» **DATA**:
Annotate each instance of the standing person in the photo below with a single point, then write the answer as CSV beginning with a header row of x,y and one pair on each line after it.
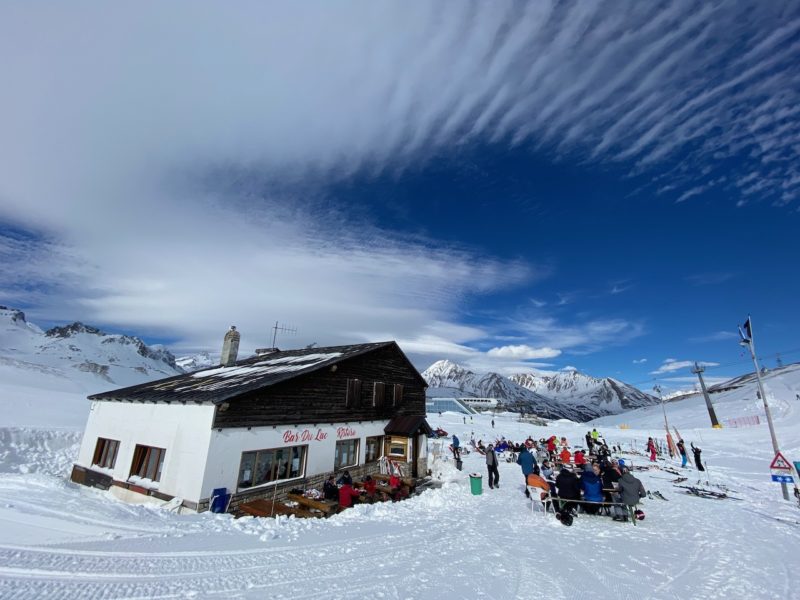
x,y
651,448
347,495
630,490
330,490
682,450
592,486
491,466
697,461
527,463
568,488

» **STATED PROBLEM**:
Rewrite the records above with every "standing person" changed to "standing figure" and nothing else altered, leaving out the pictures.

» **FULL RESPONSE**:
Annotate each instance of the standing figure in the photo below with a single point, then write the answer as CSV beginning with a header row of x,y and one pair on each line after it.
x,y
651,448
347,495
630,490
330,490
682,450
592,486
491,466
697,461
527,463
568,488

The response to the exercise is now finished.